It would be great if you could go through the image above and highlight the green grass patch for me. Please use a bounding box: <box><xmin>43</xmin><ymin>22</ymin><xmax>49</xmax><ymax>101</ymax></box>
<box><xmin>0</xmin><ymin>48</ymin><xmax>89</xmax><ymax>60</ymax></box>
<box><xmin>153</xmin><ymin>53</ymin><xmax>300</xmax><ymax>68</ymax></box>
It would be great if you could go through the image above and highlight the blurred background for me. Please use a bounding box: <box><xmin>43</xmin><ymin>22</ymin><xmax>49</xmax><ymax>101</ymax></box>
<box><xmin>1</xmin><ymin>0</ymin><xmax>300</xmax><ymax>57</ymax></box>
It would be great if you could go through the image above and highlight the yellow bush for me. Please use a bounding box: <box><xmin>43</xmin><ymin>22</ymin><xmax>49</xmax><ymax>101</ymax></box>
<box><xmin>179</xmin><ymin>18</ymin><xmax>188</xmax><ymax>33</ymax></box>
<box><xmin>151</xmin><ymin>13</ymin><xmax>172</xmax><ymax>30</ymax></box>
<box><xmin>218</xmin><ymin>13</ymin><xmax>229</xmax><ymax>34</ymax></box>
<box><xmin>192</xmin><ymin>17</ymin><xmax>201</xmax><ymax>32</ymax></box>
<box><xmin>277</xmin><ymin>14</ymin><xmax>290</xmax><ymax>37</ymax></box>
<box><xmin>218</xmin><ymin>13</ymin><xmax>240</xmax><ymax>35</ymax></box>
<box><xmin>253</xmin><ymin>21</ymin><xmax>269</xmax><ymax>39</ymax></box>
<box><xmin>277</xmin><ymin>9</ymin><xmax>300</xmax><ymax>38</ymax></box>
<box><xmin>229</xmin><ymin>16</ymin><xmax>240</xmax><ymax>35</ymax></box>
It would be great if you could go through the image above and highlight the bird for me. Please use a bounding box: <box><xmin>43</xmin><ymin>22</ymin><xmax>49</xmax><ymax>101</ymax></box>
_ _ _ _ _ _ _
- _Instructions for the task_
All of the records above are to be returned exactly as they stand.

- _Completed exercise_
It would be great if you could go through the image above and highlight the green grass patch for me. Please use a bounding box: <box><xmin>43</xmin><ymin>22</ymin><xmax>49</xmax><ymax>101</ymax></box>
<box><xmin>0</xmin><ymin>48</ymin><xmax>89</xmax><ymax>60</ymax></box>
<box><xmin>153</xmin><ymin>53</ymin><xmax>300</xmax><ymax>68</ymax></box>
It would be great if you could go through the image above and highlight the blurred background for me. Please use a bounding box: <box><xmin>43</xmin><ymin>22</ymin><xmax>49</xmax><ymax>101</ymax></box>
<box><xmin>1</xmin><ymin>0</ymin><xmax>300</xmax><ymax>57</ymax></box>
It would be great if you could go through the image above and highlight the yellow bush for me. Please use a bounding box: <box><xmin>43</xmin><ymin>22</ymin><xmax>49</xmax><ymax>101</ymax></box>
<box><xmin>179</xmin><ymin>18</ymin><xmax>188</xmax><ymax>33</ymax></box>
<box><xmin>151</xmin><ymin>13</ymin><xmax>172</xmax><ymax>30</ymax></box>
<box><xmin>218</xmin><ymin>13</ymin><xmax>229</xmax><ymax>34</ymax></box>
<box><xmin>192</xmin><ymin>17</ymin><xmax>201</xmax><ymax>32</ymax></box>
<box><xmin>277</xmin><ymin>14</ymin><xmax>290</xmax><ymax>37</ymax></box>
<box><xmin>218</xmin><ymin>13</ymin><xmax>240</xmax><ymax>35</ymax></box>
<box><xmin>253</xmin><ymin>21</ymin><xmax>269</xmax><ymax>39</ymax></box>
<box><xmin>277</xmin><ymin>9</ymin><xmax>300</xmax><ymax>38</ymax></box>
<box><xmin>229</xmin><ymin>16</ymin><xmax>240</xmax><ymax>35</ymax></box>
It would be great if you could go through the image above and highlight the bird for me. Please use a bounding box: <box><xmin>43</xmin><ymin>22</ymin><xmax>49</xmax><ymax>101</ymax></box>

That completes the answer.